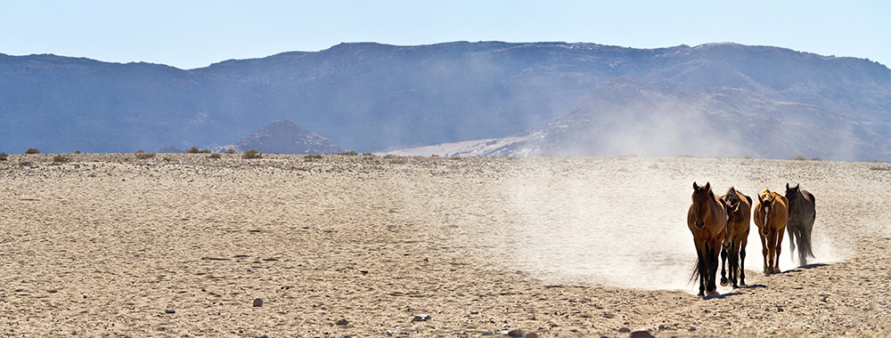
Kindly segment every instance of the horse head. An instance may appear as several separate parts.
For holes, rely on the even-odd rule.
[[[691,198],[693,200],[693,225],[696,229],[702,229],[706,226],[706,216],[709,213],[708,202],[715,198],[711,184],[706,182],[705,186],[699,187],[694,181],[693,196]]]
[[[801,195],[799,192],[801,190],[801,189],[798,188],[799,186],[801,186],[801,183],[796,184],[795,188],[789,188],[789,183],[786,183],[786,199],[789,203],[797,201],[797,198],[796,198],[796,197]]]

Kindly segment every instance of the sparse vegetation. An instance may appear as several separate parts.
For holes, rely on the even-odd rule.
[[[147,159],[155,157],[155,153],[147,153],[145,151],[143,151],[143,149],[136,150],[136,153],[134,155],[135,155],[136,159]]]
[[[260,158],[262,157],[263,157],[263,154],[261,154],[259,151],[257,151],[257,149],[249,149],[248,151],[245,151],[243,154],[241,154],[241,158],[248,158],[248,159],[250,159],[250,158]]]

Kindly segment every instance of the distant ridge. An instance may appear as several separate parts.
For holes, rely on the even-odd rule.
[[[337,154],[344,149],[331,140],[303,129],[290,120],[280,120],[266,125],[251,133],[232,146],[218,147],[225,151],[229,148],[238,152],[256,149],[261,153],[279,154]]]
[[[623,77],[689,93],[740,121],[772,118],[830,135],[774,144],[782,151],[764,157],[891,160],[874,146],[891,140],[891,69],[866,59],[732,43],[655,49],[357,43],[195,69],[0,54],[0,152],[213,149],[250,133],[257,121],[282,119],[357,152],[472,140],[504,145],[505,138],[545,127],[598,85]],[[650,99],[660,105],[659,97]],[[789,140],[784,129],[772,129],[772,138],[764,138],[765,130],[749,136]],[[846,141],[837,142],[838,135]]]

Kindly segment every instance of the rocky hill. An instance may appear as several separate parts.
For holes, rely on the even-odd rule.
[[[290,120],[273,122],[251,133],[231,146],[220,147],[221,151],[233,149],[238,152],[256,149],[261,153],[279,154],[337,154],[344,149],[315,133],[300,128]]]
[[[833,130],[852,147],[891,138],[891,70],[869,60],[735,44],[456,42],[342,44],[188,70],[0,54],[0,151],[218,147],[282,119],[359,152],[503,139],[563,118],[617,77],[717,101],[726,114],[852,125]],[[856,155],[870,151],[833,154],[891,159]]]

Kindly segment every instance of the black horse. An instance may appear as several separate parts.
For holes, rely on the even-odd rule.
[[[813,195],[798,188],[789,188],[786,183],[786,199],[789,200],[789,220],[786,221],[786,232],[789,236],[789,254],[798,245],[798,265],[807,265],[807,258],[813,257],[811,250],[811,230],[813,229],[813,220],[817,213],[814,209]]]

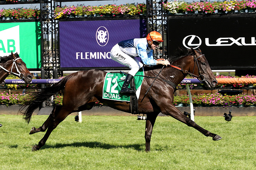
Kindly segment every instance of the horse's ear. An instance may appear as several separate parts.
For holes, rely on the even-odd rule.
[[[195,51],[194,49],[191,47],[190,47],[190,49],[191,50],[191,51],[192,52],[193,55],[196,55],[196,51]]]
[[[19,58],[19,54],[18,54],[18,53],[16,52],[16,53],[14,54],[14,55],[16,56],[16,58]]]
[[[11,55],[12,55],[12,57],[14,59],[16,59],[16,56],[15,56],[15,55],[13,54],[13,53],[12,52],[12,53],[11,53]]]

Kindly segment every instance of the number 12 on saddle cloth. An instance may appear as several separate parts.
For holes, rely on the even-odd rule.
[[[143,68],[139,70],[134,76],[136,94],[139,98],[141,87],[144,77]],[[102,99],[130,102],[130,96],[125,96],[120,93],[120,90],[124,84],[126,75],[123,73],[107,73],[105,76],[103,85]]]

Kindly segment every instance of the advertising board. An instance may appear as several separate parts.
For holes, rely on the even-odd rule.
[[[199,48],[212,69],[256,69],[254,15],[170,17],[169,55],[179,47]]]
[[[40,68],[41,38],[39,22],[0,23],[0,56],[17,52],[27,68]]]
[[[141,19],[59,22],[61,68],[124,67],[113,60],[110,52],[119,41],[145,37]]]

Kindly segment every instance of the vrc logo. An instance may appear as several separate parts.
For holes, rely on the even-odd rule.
================================
What you have to do — Render the part of the records that opens with the line containing "Kindly segment every instance of the number" and runs through the end of the records as a Markdown table with the columns Row and Line. Put a row number in Row and that line's text in Line, and leave out blank lines.

Expected answer —
| Row | Line |
|---|---|
| 1 | Kindly segment every instance of the number 12 on saddle cloth. An instance may appear as several separate parts. |
| 2 | For holes, rely on the even-odd rule. |
| 3 | [[[143,68],[139,70],[134,76],[136,94],[139,98],[141,87],[144,77]],[[102,99],[130,102],[130,96],[125,96],[120,93],[120,90],[124,84],[126,75],[123,73],[107,73],[105,76],[103,85]]] |
| 4 | Kindly segment every instance of the advertising board. An instance may appear as several separate parts. |
| 5 | For holes, rely on the even-odd rule. |
| 6 | [[[199,48],[212,69],[256,69],[254,15],[170,17],[169,55],[179,47]]] |
| 7 | [[[40,68],[41,38],[39,22],[0,23],[0,56],[17,52],[27,68]]] |
| 8 | [[[141,19],[59,22],[61,68],[124,67],[113,60],[110,52],[119,41],[145,37]]] |
| 9 | Kindly segment every instance of the vrc logo. An instance may appear as several separate parts. |
| 10 | For holes, rely on the even-odd rule. |